==== DATA FOR PROCESSING ====
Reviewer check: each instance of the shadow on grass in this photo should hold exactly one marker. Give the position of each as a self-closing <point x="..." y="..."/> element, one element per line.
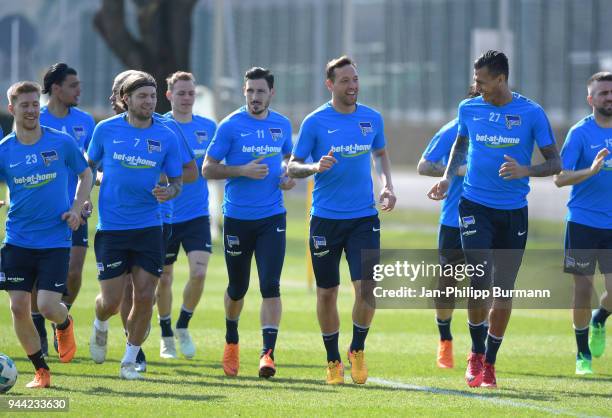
<point x="223" y="382"/>
<point x="104" y="391"/>
<point x="570" y="378"/>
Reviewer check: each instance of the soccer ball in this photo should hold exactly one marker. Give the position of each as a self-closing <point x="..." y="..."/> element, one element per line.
<point x="8" y="373"/>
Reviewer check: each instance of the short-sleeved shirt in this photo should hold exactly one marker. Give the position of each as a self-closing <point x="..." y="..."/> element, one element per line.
<point x="590" y="201"/>
<point x="495" y="131"/>
<point x="193" y="200"/>
<point x="37" y="176"/>
<point x="240" y="139"/>
<point x="438" y="151"/>
<point x="346" y="190"/>
<point x="133" y="159"/>
<point x="78" y="124"/>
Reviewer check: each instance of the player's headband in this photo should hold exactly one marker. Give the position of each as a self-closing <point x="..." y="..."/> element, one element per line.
<point x="135" y="86"/>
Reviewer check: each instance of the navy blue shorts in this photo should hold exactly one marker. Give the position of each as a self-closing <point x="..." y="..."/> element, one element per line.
<point x="23" y="268"/>
<point x="585" y="246"/>
<point x="267" y="239"/>
<point x="118" y="251"/>
<point x="449" y="245"/>
<point x="193" y="234"/>
<point x="485" y="230"/>
<point x="329" y="237"/>
<point x="80" y="237"/>
<point x="167" y="231"/>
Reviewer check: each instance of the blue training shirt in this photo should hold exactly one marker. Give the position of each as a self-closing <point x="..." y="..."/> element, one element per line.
<point x="167" y="208"/>
<point x="493" y="131"/>
<point x="78" y="124"/>
<point x="438" y="151"/>
<point x="37" y="176"/>
<point x="590" y="201"/>
<point x="133" y="159"/>
<point x="193" y="200"/>
<point x="240" y="139"/>
<point x="346" y="190"/>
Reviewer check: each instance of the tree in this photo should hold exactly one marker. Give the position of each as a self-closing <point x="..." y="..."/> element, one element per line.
<point x="165" y="38"/>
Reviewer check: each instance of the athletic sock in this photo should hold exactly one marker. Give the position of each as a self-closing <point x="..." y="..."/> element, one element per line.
<point x="64" y="324"/>
<point x="102" y="325"/>
<point x="38" y="360"/>
<point x="131" y="351"/>
<point x="600" y="316"/>
<point x="493" y="344"/>
<point x="184" y="317"/>
<point x="444" y="328"/>
<point x="359" y="335"/>
<point x="269" y="334"/>
<point x="231" y="331"/>
<point x="331" y="346"/>
<point x="140" y="357"/>
<point x="478" y="332"/>
<point x="582" y="342"/>
<point x="39" y="323"/>
<point x="165" y="323"/>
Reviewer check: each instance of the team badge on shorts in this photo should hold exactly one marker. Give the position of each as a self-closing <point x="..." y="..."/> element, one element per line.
<point x="232" y="240"/>
<point x="319" y="241"/>
<point x="468" y="220"/>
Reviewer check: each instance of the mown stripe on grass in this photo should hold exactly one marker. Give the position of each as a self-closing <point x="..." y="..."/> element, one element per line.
<point x="505" y="402"/>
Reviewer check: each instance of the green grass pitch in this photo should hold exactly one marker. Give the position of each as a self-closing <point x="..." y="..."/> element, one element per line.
<point x="535" y="366"/>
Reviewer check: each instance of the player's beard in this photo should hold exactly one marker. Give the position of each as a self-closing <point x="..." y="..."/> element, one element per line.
<point x="605" y="111"/>
<point x="30" y="124"/>
<point x="261" y="107"/>
<point x="144" y="114"/>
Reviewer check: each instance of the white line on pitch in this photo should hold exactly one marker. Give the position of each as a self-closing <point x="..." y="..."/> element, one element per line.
<point x="506" y="402"/>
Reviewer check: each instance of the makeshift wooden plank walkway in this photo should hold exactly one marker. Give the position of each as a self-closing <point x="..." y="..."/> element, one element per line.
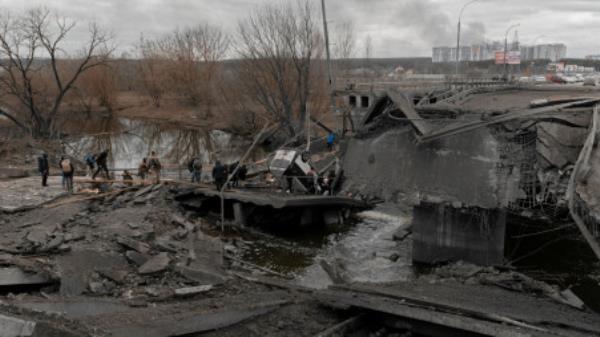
<point x="280" y="200"/>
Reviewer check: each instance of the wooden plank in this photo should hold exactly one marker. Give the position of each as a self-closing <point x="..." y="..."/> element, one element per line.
<point x="409" y="111"/>
<point x="423" y="313"/>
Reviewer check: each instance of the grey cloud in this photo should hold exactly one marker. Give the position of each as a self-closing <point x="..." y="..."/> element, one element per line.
<point x="397" y="27"/>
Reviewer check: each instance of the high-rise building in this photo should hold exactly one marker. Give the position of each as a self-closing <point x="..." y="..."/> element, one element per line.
<point x="553" y="52"/>
<point x="487" y="51"/>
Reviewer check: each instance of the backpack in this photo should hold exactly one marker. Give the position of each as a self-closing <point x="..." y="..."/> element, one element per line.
<point x="153" y="163"/>
<point x="196" y="164"/>
<point x="66" y="166"/>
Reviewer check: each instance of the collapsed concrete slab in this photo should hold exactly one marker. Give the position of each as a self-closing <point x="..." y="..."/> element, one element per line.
<point x="12" y="277"/>
<point x="15" y="327"/>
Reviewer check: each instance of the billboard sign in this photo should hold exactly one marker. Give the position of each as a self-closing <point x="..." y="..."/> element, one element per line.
<point x="512" y="57"/>
<point x="499" y="57"/>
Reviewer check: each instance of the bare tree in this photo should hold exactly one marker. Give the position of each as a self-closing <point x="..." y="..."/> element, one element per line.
<point x="277" y="44"/>
<point x="153" y="70"/>
<point x="190" y="57"/>
<point x="37" y="72"/>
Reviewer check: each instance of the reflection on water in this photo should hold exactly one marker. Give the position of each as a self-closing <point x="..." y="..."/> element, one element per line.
<point x="366" y="253"/>
<point x="363" y="251"/>
<point x="131" y="140"/>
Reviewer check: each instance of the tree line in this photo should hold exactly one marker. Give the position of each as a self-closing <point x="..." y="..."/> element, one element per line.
<point x="278" y="73"/>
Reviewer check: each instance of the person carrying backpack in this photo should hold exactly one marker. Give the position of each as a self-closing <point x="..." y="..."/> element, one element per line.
<point x="154" y="166"/>
<point x="143" y="169"/>
<point x="90" y="162"/>
<point x="44" y="168"/>
<point x="67" y="170"/>
<point x="219" y="175"/>
<point x="101" y="160"/>
<point x="195" y="167"/>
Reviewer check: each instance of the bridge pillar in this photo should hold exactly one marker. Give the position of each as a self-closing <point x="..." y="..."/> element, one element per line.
<point x="444" y="233"/>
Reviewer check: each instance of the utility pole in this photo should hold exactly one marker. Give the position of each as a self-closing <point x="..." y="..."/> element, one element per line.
<point x="328" y="53"/>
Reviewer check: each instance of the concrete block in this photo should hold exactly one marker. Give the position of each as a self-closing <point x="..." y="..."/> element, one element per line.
<point x="16" y="327"/>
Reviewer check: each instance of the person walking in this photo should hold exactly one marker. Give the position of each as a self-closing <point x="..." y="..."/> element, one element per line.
<point x="44" y="168"/>
<point x="219" y="175"/>
<point x="196" y="166"/>
<point x="127" y="178"/>
<point x="154" y="166"/>
<point x="90" y="162"/>
<point x="330" y="141"/>
<point x="143" y="169"/>
<point x="101" y="160"/>
<point x="67" y="170"/>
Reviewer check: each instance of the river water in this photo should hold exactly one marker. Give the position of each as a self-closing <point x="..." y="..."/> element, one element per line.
<point x="361" y="251"/>
<point x="129" y="141"/>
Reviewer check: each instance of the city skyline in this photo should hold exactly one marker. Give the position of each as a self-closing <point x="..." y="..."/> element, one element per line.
<point x="397" y="28"/>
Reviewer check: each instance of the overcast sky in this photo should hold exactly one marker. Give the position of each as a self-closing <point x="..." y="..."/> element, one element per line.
<point x="398" y="28"/>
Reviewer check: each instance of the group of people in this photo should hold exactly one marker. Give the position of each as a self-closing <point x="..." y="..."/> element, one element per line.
====
EXERCISE PROMPT
Leaving out the pictures, return the records exactly as given.

RESPONSE AREA
Reviewer check: each instance of the shadow on grass in this photo should hold exactly one marker. Give the position of each as a self-closing <point x="..." y="..."/> element, one element per line.
<point x="223" y="382"/>
<point x="104" y="391"/>
<point x="570" y="378"/>
Reviewer check: each instance of the soccer ball in this photo should hold exactly one marker. Give the position of each as a self-closing <point x="..." y="..."/> element, one element per line.
<point x="8" y="373"/>
Reviewer check: each instance of the short-sleeved shirt in this photo should hold exactly one marker. Give the position of each as a self-closing <point x="..." y="..."/> element, one element per line.
<point x="590" y="201"/>
<point x="495" y="131"/>
<point x="193" y="200"/>
<point x="37" y="176"/>
<point x="240" y="139"/>
<point x="438" y="151"/>
<point x="346" y="190"/>
<point x="133" y="159"/>
<point x="78" y="124"/>
Reviewer check: each instance of the player's headband in this photo should hold exactly one marker. Give the position of each as a self-closing <point x="..." y="..."/> element, one element per line.
<point x="135" y="86"/>
Reviewer check: each instance of the navy blue shorts in this photo should hold exactly one marker. Give the position of each as a self-closing <point x="..." y="..."/> element, one element per line.
<point x="23" y="268"/>
<point x="585" y="246"/>
<point x="267" y="239"/>
<point x="118" y="251"/>
<point x="449" y="245"/>
<point x="193" y="234"/>
<point x="485" y="230"/>
<point x="329" y="237"/>
<point x="80" y="237"/>
<point x="167" y="231"/>
Reviewer check: each instance of the blue training shirt in this photo should hold exactly one marker. Give the position of each as a self-closing <point x="..." y="..."/> element, one element per line.
<point x="167" y="208"/>
<point x="493" y="131"/>
<point x="78" y="124"/>
<point x="438" y="151"/>
<point x="37" y="176"/>
<point x="590" y="201"/>
<point x="133" y="159"/>
<point x="193" y="200"/>
<point x="240" y="139"/>
<point x="346" y="190"/>
Reviewer check: each instance of the tree in this photo should hold exactly one marker. Give the position of each as a self-closing <point x="..." y="..."/> element, one element per line.
<point x="165" y="38"/>
Reviewer check: each instance of the athletic sock in this photo should hold exactly one marker. Give the position of each as a self-closing <point x="..." y="..."/> element, one element per line.
<point x="64" y="324"/>
<point x="102" y="325"/>
<point x="38" y="360"/>
<point x="131" y="351"/>
<point x="600" y="316"/>
<point x="493" y="344"/>
<point x="184" y="317"/>
<point x="444" y="328"/>
<point x="359" y="335"/>
<point x="269" y="334"/>
<point x="231" y="331"/>
<point x="331" y="346"/>
<point x="140" y="357"/>
<point x="478" y="332"/>
<point x="582" y="342"/>
<point x="39" y="323"/>
<point x="165" y="323"/>
Reviewer check: each instance of the team badge on shorts in this photo should hold exactly one marker. Give the position of each as a self-closing <point x="..." y="..."/> element, one element per line.
<point x="232" y="240"/>
<point x="319" y="241"/>
<point x="468" y="220"/>
Reviewer check: each instance of the mown stripe on grass in this photo should hold exactly one marker. Give the position of each as a self-closing <point x="..." y="..."/> element, one element per line.
<point x="505" y="402"/>
Reviewer check: each instance of the green grass pitch in this photo should hold exactly one marker. Give the position of each as a self-closing <point x="..." y="..."/> element, one element per line.
<point x="535" y="366"/>
Reviewer check: each instance of the player's beard in this photo should hold exactly one marker. Give the position of each as a self-closing <point x="..." y="..."/> element, one element per line.
<point x="605" y="111"/>
<point x="30" y="124"/>
<point x="261" y="107"/>
<point x="144" y="114"/>
Reviewer check: each instance of the white line on pitch in this photo should hold exactly one marker. Give the position of each as a self-closing <point x="..." y="..."/> element, one element per line.
<point x="506" y="402"/>
Reviewer check: each instance of the makeshift wooden plank walkway in this photo should hold exactly one marker. Give the position of each as a self-closing <point x="..." y="..."/> element, one element per line.
<point x="280" y="200"/>
Reviewer check: each instance of the wooden plank in this photo should hold exactly one marker. Give the position of each as a self-closing <point x="..." y="..."/> element, one element per line.
<point x="409" y="111"/>
<point x="423" y="313"/>
Reviewer check: each instance of the grey cloud in this photo should hold exactly one marker. Give the position of each as a self-closing <point x="..." y="..."/> element, one element per line.
<point x="397" y="27"/>
Reviewer check: each instance of the high-rise building in this photo should hold exactly one marker. Give the position of each as a self-closing <point x="..." y="..."/> element, one element per line.
<point x="553" y="52"/>
<point x="487" y="51"/>
Reviewer check: each instance of the backpack in this photo should hold exactly one marker. Give the position of each as a self-closing <point x="..." y="..."/> element, one element per line.
<point x="153" y="163"/>
<point x="196" y="164"/>
<point x="66" y="166"/>
Reviewer check: each instance of the collapsed concrete slab in this photo should hold exactly one marker. Give the position of each as a self-closing <point x="..." y="..."/> element, one element per line.
<point x="12" y="277"/>
<point x="15" y="327"/>
Reviewer check: each instance of the billboard sign in this photo should hold exactly one marker. Give the position of each as a self-closing <point x="..." y="..."/> element, one element per line.
<point x="512" y="57"/>
<point x="499" y="57"/>
Reviewer check: each instance of the bare tree in this photo should hold exactly one marker. Give the position of each as a self-closing <point x="..." y="..."/> element, one element per line.
<point x="277" y="44"/>
<point x="153" y="70"/>
<point x="190" y="57"/>
<point x="37" y="72"/>
Reviewer check: each instance of the reflection on water in this photo should hold exactly one marker. Give the position of each as a self-closing <point x="..." y="..."/> element, one element per line.
<point x="366" y="253"/>
<point x="363" y="251"/>
<point x="131" y="140"/>
Reviewer check: each instance of the tree line in this photo should hold exactly one marker. Give the position of each as a self-closing <point x="..." y="..."/> element, one element per line.
<point x="278" y="73"/>
Reviewer check: each instance of the person carrying backpack in this photo should hold exactly one marker. Give the position of each as a self-closing <point x="..." y="..."/> element, one element per line.
<point x="154" y="166"/>
<point x="143" y="169"/>
<point x="90" y="162"/>
<point x="44" y="168"/>
<point x="67" y="170"/>
<point x="219" y="175"/>
<point x="101" y="160"/>
<point x="195" y="167"/>
Reviewer check: each instance of the bridge pillar in this photo should hold exactly one marker. Give the position of each as a self-closing <point x="..." y="..."/> element, one element per line.
<point x="444" y="233"/>
Reviewer check: each instance of the utility pole in this photo should hold exactly one marker. Give the position of each as a self-closing <point x="..." y="..."/> element, one element per line.
<point x="328" y="53"/>
Reviewer check: each instance of the concrete block in this photo should hold exactly one marker. Give the position of each as a self-closing <point x="..." y="..."/> element, one element per line.
<point x="16" y="327"/>
Reviewer check: each instance of the person walking in this photo should hold exactly one marker. Give the position of each as a self-closing <point x="..." y="..."/> element, one element per line.
<point x="44" y="168"/>
<point x="219" y="175"/>
<point x="196" y="166"/>
<point x="127" y="178"/>
<point x="154" y="166"/>
<point x="90" y="162"/>
<point x="330" y="141"/>
<point x="143" y="169"/>
<point x="101" y="160"/>
<point x="67" y="170"/>
Reviewer check: each instance of the river water in this photo should hold exactly one marker. Give the position of each as a self-closing <point x="..." y="..."/> element, one element per line.
<point x="361" y="251"/>
<point x="129" y="141"/>
Reviewer check: each instance of the city skyline in this photo should hold exactly one marker. Give the position of each as a self-closing <point x="..." y="..."/> element, one element per line.
<point x="397" y="28"/>
Reviewer check: each instance of the overcast sky in this photo should hold exactly one marker. Give the position of each as a self-closing <point x="..." y="..."/> element, one element per line.
<point x="398" y="28"/>
Reviewer check: each instance of the group of people in this photo should hold exactly one marker. Give the position of each as a self-closing <point x="..." y="..."/> element, one element per line.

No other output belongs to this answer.